:: Required action ::
Look through the data below. Pick out the lines holding the string "water".

:: Supplied entries ::
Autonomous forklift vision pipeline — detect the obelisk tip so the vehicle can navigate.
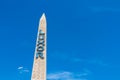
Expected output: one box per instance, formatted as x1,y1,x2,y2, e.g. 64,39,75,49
40,13,46,20
39,13,46,30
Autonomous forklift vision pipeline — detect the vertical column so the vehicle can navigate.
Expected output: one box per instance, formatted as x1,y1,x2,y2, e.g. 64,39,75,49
31,13,47,80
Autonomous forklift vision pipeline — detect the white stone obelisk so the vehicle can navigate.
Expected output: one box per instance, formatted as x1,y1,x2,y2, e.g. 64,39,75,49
31,13,47,80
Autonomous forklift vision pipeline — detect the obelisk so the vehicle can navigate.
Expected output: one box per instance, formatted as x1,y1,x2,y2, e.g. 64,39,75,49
31,13,47,80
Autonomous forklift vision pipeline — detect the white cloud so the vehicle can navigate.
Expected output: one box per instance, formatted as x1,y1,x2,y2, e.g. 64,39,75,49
18,66,23,70
47,71,89,80
17,66,29,74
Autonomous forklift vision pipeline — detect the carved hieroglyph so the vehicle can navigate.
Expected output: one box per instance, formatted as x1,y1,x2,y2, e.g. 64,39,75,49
31,13,47,80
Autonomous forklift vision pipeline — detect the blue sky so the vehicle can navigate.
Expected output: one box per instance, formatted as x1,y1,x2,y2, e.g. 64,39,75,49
0,0,120,80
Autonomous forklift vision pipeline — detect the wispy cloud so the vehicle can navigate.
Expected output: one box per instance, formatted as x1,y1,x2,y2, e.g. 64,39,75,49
47,71,89,80
17,66,29,74
18,66,23,70
89,6,120,12
51,51,108,67
73,58,108,66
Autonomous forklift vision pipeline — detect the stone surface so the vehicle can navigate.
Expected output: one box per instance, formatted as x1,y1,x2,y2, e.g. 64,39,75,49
31,13,47,80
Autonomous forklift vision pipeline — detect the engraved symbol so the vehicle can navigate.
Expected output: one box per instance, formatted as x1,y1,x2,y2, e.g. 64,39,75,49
36,30,45,59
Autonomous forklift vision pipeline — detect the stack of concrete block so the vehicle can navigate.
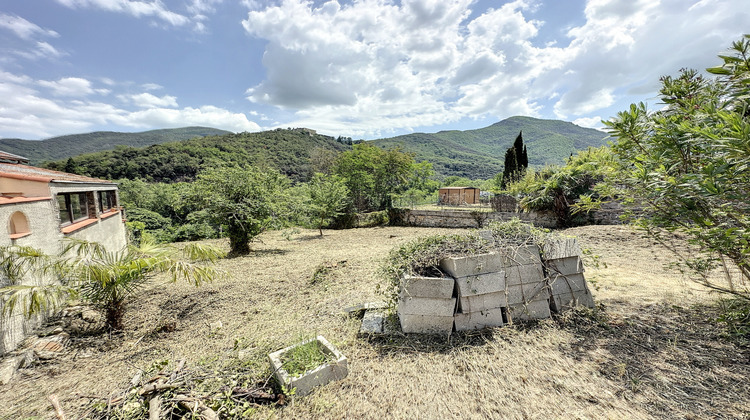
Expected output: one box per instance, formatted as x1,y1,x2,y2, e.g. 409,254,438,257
543,238,595,312
440,253,506,331
397,275,456,335
503,244,551,322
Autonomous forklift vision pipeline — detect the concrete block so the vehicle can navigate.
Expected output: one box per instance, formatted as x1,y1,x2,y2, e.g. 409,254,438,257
459,291,507,313
398,296,456,316
505,263,545,286
542,238,582,260
440,253,504,277
548,273,589,294
454,307,505,331
508,299,551,322
545,256,584,276
551,290,595,312
507,282,550,305
399,314,454,335
359,310,385,334
400,275,454,298
500,244,542,266
268,335,348,397
454,271,506,296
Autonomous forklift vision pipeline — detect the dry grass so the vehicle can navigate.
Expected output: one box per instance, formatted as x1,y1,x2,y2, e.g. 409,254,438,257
1,225,749,419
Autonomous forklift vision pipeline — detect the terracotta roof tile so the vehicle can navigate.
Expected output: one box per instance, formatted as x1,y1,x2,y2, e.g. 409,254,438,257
0,162,115,184
0,150,29,164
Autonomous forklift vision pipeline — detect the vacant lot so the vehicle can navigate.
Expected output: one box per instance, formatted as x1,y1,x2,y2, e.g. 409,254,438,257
1,225,748,419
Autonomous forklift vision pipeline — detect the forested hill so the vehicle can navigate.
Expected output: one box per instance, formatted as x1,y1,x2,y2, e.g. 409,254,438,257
0,127,231,164
44,128,351,183
371,116,608,179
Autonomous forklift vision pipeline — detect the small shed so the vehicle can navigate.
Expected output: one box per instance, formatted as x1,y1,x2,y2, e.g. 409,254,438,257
438,187,481,205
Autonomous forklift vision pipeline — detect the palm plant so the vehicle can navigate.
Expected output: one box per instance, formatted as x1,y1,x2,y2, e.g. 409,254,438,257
1,239,224,331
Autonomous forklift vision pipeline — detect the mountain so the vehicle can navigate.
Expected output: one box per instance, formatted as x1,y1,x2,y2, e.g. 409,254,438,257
44,128,350,183
371,116,609,179
0,127,232,164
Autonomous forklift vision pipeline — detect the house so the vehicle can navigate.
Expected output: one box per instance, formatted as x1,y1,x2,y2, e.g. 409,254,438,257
438,187,481,205
0,150,127,354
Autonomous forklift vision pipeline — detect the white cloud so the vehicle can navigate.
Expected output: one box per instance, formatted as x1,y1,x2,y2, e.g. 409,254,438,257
121,92,179,108
572,116,604,129
240,0,748,137
0,13,59,40
38,77,96,97
0,71,258,139
55,0,191,27
141,83,162,91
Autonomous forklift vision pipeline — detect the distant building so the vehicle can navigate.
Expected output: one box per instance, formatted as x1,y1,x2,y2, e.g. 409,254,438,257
0,150,127,354
438,187,481,205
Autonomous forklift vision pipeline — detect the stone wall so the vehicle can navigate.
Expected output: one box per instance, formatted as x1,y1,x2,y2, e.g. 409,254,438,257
394,209,558,229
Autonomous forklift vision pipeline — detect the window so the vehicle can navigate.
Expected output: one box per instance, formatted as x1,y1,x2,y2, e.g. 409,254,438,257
9,211,30,239
57,192,94,225
98,190,117,213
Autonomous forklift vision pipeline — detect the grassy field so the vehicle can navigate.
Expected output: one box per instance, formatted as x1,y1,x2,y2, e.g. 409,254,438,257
1,225,748,419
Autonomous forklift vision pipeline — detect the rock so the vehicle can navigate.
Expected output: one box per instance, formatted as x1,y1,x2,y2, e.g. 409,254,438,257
81,309,101,323
359,310,385,334
209,321,223,331
0,355,23,385
32,332,70,360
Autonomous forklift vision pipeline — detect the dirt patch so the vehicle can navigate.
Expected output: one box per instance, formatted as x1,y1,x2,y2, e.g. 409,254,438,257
0,225,748,419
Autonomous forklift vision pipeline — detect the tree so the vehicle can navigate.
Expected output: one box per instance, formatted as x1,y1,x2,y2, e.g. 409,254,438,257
307,173,351,235
0,240,224,330
500,131,528,189
188,166,289,255
333,144,418,212
605,35,750,299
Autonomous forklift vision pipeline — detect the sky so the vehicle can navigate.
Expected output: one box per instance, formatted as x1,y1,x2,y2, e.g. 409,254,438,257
0,0,747,140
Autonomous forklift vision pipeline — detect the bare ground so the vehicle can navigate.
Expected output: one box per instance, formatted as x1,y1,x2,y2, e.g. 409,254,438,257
1,225,749,419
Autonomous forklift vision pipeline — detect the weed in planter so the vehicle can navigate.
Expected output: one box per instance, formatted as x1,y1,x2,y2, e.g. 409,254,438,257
281,339,335,377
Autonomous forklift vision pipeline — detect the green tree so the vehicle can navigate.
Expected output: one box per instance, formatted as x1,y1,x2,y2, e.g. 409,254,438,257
605,35,750,299
333,143,417,212
500,131,529,189
188,166,289,255
307,173,351,235
0,240,224,330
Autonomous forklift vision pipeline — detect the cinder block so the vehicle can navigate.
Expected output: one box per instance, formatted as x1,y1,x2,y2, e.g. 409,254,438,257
551,290,595,312
548,273,589,294
268,335,348,397
542,238,582,260
455,271,506,296
454,307,505,331
398,296,456,316
505,263,545,286
359,310,385,334
507,282,550,305
400,275,455,298
508,299,551,321
440,253,504,277
399,314,454,335
545,256,584,276
500,244,542,266
459,291,507,313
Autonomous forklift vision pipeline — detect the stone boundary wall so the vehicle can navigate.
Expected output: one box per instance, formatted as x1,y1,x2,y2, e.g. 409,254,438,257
395,209,558,229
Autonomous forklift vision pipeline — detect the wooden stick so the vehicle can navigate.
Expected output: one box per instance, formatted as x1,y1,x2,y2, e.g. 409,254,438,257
47,394,66,420
148,396,162,420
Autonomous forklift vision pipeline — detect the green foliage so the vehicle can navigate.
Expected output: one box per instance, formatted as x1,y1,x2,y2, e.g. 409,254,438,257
333,143,423,212
605,35,750,299
717,298,750,344
281,339,333,377
42,128,349,184
0,239,225,330
306,173,351,235
373,116,607,179
188,166,289,255
505,146,618,226
500,131,529,188
0,127,230,165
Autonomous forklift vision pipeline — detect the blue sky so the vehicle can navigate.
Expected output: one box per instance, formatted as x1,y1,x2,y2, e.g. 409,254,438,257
0,0,747,140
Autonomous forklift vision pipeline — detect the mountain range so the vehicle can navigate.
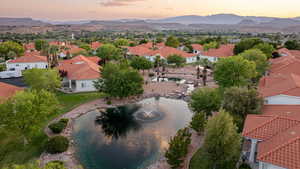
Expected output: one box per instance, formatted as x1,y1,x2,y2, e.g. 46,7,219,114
1,14,300,33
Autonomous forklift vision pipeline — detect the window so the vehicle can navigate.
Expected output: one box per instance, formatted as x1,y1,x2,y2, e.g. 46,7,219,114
16,64,19,67
81,83,85,88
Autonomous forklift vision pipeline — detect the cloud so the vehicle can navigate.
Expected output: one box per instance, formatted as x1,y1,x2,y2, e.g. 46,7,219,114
99,0,144,7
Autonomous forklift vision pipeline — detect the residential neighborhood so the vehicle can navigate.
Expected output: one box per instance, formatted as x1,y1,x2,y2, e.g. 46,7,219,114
1,1,300,169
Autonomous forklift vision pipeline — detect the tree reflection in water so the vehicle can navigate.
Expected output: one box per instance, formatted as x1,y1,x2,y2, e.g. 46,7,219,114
95,105,141,140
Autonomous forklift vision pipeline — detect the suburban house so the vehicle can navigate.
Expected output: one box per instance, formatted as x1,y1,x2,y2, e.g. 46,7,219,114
197,44,235,62
191,44,204,55
23,42,35,52
242,105,300,169
0,82,23,102
269,49,300,76
127,42,198,63
6,53,48,71
258,73,300,105
59,45,85,58
90,41,103,55
241,48,300,169
57,55,101,92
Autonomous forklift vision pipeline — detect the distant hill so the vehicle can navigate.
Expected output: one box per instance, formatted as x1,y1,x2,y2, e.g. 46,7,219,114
1,14,300,33
149,14,296,25
0,17,48,26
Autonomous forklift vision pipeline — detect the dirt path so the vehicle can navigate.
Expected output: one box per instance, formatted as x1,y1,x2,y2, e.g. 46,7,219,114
183,130,204,169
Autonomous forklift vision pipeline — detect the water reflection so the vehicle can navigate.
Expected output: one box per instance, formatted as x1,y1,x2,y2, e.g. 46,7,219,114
73,97,192,169
95,105,141,140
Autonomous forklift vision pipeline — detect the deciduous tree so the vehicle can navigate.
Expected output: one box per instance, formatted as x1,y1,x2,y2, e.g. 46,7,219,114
239,49,268,77
130,56,153,74
94,62,144,98
0,41,24,60
222,87,263,130
167,54,185,67
190,87,221,116
0,90,58,145
214,56,256,88
165,36,180,48
35,39,48,51
96,44,121,64
234,38,263,55
253,43,275,59
201,110,241,169
23,68,61,91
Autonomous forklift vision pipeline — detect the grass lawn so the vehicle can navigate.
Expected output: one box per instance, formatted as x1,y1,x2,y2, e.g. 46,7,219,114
189,148,208,169
0,91,104,168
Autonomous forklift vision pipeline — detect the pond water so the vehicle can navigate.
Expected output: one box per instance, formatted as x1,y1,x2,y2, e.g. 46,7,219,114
72,97,192,169
151,77,186,84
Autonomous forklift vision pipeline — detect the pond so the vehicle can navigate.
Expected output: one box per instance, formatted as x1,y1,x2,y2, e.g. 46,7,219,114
151,77,186,84
72,97,192,169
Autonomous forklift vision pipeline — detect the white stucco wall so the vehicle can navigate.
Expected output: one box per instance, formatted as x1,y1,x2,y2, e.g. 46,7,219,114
74,79,97,92
259,162,287,169
186,56,198,63
198,55,218,62
265,94,300,105
6,62,48,71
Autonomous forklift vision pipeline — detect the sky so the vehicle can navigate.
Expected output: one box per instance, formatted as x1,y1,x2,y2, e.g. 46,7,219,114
1,0,300,21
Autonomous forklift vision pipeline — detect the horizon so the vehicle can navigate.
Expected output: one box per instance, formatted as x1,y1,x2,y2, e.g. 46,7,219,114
1,0,300,21
1,13,300,22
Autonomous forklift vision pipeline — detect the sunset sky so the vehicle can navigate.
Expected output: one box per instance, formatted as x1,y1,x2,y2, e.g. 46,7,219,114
1,0,300,20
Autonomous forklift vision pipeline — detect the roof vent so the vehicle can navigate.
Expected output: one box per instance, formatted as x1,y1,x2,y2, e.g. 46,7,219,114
290,131,296,135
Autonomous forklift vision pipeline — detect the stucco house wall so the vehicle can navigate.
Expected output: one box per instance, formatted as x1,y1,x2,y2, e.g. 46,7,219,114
259,162,287,169
74,79,97,92
6,62,48,71
265,94,300,105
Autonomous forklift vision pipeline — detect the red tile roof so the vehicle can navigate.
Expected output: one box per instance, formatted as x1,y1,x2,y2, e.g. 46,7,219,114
262,105,300,120
64,45,85,55
57,55,101,80
270,49,300,75
127,46,153,56
151,46,196,58
24,43,35,50
8,55,47,63
139,42,165,49
243,115,300,140
91,42,102,50
191,44,204,51
127,43,196,58
258,73,300,97
257,125,300,169
202,44,234,58
0,82,23,101
243,103,300,169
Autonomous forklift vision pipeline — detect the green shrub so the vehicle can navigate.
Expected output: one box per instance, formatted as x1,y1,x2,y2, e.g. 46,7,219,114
148,72,155,77
45,136,69,154
59,118,69,124
48,119,69,134
45,160,66,169
239,163,252,169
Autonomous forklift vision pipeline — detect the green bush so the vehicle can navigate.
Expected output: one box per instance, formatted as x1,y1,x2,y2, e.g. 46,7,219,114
45,136,69,154
48,119,69,134
148,72,155,77
45,160,66,169
239,163,252,169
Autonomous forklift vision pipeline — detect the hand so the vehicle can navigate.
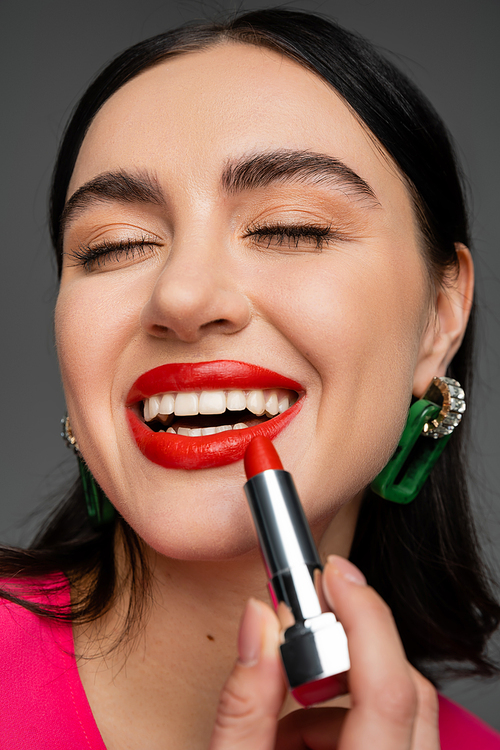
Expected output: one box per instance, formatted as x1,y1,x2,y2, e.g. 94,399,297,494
208,555,439,749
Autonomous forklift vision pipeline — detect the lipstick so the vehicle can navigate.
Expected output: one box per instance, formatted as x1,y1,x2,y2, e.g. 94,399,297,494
244,436,350,706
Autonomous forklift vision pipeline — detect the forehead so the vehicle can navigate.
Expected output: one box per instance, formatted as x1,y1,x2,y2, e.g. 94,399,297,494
69,42,409,214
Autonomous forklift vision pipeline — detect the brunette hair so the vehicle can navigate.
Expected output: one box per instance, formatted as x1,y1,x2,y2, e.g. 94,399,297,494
2,8,498,681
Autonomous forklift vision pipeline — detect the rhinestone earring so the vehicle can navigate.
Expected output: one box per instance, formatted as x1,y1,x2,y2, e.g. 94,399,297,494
61,416,116,527
370,377,466,504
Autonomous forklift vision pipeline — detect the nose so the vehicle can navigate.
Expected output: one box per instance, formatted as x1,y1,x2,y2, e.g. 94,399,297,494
140,241,251,343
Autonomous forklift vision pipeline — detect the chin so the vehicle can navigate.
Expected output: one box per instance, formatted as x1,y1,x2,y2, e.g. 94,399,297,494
116,489,260,562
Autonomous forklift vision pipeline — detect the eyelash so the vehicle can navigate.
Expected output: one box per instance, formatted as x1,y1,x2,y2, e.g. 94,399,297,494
244,222,338,250
68,223,340,271
68,236,158,271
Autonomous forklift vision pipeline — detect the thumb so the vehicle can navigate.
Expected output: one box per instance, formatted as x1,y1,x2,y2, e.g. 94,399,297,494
209,598,286,750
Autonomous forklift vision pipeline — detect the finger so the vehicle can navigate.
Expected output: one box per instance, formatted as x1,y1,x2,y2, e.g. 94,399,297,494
323,556,418,749
208,598,286,750
407,666,440,749
275,707,347,750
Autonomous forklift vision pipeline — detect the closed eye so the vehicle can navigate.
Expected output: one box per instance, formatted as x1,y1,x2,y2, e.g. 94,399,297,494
244,222,343,250
67,236,160,271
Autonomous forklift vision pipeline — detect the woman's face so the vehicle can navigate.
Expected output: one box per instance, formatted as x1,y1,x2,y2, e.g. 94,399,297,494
56,43,434,559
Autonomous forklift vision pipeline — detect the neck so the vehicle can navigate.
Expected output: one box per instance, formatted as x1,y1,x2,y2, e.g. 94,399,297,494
73,542,274,749
73,492,362,749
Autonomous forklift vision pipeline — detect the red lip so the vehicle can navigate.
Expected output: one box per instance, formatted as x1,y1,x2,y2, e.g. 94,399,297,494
126,361,304,470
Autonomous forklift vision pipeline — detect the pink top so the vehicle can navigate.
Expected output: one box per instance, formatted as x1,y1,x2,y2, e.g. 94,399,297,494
0,576,106,749
1,577,499,749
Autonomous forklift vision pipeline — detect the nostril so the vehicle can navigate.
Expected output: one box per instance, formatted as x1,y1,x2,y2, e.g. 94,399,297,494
199,318,233,332
150,324,171,336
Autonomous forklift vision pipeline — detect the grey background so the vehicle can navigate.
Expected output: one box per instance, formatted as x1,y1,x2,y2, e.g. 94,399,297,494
1,0,499,730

:: Written response ::
Autonomous forklift vision pipeline — detect the tree reflection in water so the vehicle can navigate.
Autonomous forklift vision pipeline — detect the water reflection so the vehicle can navigate.
Autonomous forklift vision pipeline — detect the pond water so the vehicle can navigate.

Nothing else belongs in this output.